● **Exercise description**
Your task is to repeat the listing exactly.

● **Source records**

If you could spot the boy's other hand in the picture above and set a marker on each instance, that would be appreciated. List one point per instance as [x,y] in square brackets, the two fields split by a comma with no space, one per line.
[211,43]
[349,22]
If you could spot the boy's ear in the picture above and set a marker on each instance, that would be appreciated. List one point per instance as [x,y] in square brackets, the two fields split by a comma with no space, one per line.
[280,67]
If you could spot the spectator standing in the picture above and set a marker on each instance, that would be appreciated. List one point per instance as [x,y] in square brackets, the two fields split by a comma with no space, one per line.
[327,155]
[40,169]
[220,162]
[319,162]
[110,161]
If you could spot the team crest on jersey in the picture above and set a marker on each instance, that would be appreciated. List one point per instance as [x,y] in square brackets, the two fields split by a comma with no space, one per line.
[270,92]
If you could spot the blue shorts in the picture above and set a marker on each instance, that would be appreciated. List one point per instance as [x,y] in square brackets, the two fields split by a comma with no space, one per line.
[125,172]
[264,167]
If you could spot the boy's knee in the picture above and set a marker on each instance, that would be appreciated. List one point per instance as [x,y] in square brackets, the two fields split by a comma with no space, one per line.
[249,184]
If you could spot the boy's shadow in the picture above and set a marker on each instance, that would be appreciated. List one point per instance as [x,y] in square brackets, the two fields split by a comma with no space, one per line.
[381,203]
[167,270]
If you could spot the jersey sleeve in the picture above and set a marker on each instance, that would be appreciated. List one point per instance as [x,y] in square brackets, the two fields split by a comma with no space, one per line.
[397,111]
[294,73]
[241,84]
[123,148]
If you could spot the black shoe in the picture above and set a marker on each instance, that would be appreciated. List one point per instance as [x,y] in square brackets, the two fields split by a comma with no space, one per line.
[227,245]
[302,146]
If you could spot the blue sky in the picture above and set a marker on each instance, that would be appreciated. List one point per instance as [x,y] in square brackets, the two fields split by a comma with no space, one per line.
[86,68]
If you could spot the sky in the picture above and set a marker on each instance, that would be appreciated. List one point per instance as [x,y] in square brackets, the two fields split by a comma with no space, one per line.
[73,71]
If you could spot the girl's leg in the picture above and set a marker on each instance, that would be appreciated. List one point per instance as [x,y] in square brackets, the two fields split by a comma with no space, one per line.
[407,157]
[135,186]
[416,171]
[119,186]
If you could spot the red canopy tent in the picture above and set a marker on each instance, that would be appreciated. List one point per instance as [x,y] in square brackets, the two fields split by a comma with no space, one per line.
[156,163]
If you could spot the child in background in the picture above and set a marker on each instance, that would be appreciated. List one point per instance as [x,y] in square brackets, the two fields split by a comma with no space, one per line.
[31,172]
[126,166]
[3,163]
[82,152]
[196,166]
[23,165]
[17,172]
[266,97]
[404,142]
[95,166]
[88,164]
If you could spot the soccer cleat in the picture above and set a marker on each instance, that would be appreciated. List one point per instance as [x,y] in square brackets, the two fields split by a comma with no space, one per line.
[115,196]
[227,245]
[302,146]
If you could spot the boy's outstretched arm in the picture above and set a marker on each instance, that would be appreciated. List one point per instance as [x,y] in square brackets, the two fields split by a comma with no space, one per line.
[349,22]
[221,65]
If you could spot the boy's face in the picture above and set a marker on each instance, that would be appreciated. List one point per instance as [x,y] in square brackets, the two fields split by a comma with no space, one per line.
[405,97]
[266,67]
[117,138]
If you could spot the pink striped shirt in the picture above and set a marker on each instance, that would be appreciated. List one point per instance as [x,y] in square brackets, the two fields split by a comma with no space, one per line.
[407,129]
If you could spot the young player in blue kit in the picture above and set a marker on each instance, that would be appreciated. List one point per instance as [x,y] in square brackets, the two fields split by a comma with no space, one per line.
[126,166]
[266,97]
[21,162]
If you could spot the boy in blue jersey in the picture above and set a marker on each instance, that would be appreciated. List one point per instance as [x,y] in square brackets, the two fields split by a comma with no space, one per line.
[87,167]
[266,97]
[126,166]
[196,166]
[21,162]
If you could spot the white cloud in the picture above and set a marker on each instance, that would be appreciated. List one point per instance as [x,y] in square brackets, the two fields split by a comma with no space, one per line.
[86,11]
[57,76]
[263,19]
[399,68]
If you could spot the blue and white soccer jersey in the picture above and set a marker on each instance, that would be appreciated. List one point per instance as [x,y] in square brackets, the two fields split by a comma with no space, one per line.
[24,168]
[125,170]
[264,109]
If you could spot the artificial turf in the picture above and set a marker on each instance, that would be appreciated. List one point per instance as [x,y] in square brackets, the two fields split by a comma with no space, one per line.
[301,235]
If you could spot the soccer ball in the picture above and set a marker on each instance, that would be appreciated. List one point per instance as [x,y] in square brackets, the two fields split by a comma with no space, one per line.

● **Answer in full**
If you could spot the boy's other hand in the picture above and set a marker on each instance, that would be appreciated. List one point per instance as [x,y] in square brackets, the two fields split by a comma with no space, one per line.
[211,43]
[349,22]
If you could spot the boy's ear in the picture above and set a marker on each instance, that would be appreciated. List one point per instance as [x,y] in square brackets, the two fields split by a comma with no space, one per line.
[280,67]
If you could spot the spectator standing in the picture above and set a marker on each instance, that would be appreciated. List one point per instance as [x,y] in square brackets, the two fields split by a comma with no space, one per line.
[327,155]
[40,169]
[220,162]
[319,162]
[110,161]
If you could spot the team crest on jersey in the picture above and set a marker on each instance, that would be appreciated. List one point per instance as [x,y] in square brackets, the two fields split by a comma with no space, one per line.
[270,92]
If you could spot the blue shorts in the picture above and set a marker on each instance, that would be appreciated. List one point per instance as [x,y] in square brackets, the two fields split by a comma with no space, one per line.
[125,172]
[264,167]
If you could spot the boy's knee in the picture above and set a marker on each instance, that would be appreciated. List one point per instance as [x,y] in square brackets, the two fields split by a comma with no space, one per line.
[249,184]
If you could spot the boy's shadow in the picture above and set a marker on each instance, that would be appreciated. List one point per instance as [x,y] in square brackets, the two fields split by a comma with no space, one per line.
[381,203]
[167,270]
If you could spot the jersey sleeve in the picture above and set a marker on each instance, that would be appreciated. List one point per instance as [x,y] in square brackets, the two fields split by a comma with no space, one per line.
[397,111]
[294,73]
[241,84]
[123,148]
If you could spot the black shoe in the picture above and set a marker on each instance, that would be appreciated. List one point per instance as [x,y] in square brackets, the two fields split by a comma with no space, one per line.
[227,245]
[302,146]
If you could spot the blue sky in the picture above and set a marker on each instance, that would be appreciated. List one point per instance as [x,y] in square brackets, the two fields split by a comma with no space, one per line.
[86,68]
If you could spot the sky in the picture above and set a marker on each instance, that would be appreciated. List one point per instance as [x,y] in square brackets, the two fields split by a comma with no space, one per line.
[73,71]
If you could spot the girl's leg in the picture above and set a marker on each instance, that would be appreciated. List one point per instance as [x,y] in square brackets, the two fields split by a comma with no space, one per line.
[407,157]
[135,186]
[416,171]
[119,186]
If you could spot the red canopy tent in the picture above and set a marker on each instance, that would be appreciated. List one point per instance as [x,y] in square brackets, the two fields split by a comma with no space, one per line.
[156,163]
If you could spot the child in background in the picture above and set a marker on each instance, that would be appreciated. List one point per instance as [x,y] in square brackets, the two fields split by a comma with no space, one per line.
[31,172]
[126,166]
[3,163]
[82,152]
[196,166]
[23,165]
[17,172]
[266,97]
[404,142]
[95,166]
[88,164]
If you could spot the soccer cleat in the picture above and set a marker on each instance, that would be appreciated. List one point per instance as [x,y] in square brackets, the two fields split by a comma with no space, one per line.
[115,196]
[227,245]
[302,146]
If you could spot the boy's outstretched arm in the picture above and set a marker on each instance, that would be appreciated. List one point per instance as [x,y] in square brackets, the two fields split by a comma with no space, one per line.
[349,22]
[221,65]
If you could spot the boy's face in the picture above and set a marker on each instance, that would be appreciated. List one point per instance as [x,y] in square brackets, the two fields split by a comma with no space, one per line.
[405,97]
[266,67]
[117,138]
If you could spot the pink striped shirt in the picture above and set a marker on each instance, that would be appreciated. List one point per instance as [x,y] in square brackets, the two fields split by a comma with no space, one per line.
[407,129]
If you could spot the young player in blue kit in the picture above and set a marker on each instance, that would be appreciated. List one point per instance as [x,y] in square brackets, the two fields split by a comma with no space, one per line.
[126,166]
[266,97]
[21,162]
If you could spot the boy in blue jersey in the picture above and set a marker on each instance, that would be appreciated. List one point per instance as [x,y] in square brackets, the two fields split by a comma with no space, one per line.
[87,167]
[266,97]
[126,166]
[196,166]
[21,162]
If you could spot the white cloud in the picture above and set a marker on each instance, that would be appreciated. List one point per instance as [x,y] in square brackets, the two fields split by a comma with no space, one per line.
[86,11]
[57,76]
[263,19]
[399,68]
If you could spot the blue and white soccer jersey in the picture above and set a marker on each instance, that would be appreciated. List one point per instance as [x,y] in square brackets, the two fields split by a comma with no space, one per line.
[24,168]
[125,170]
[264,109]
If you could spot the artificial turf in the picture above and set a marker on each instance, that would be appreciated. List one point per instance as [x,y] in square brackets, the two fields split by a comma with no space, one per line.
[301,235]
If you could spot the soccer ball in the picture above and set a marker on each instance, that would be appreciated. List one point per instance as [x,y] in square brackets, the two fields split by a comma with no space, one per line.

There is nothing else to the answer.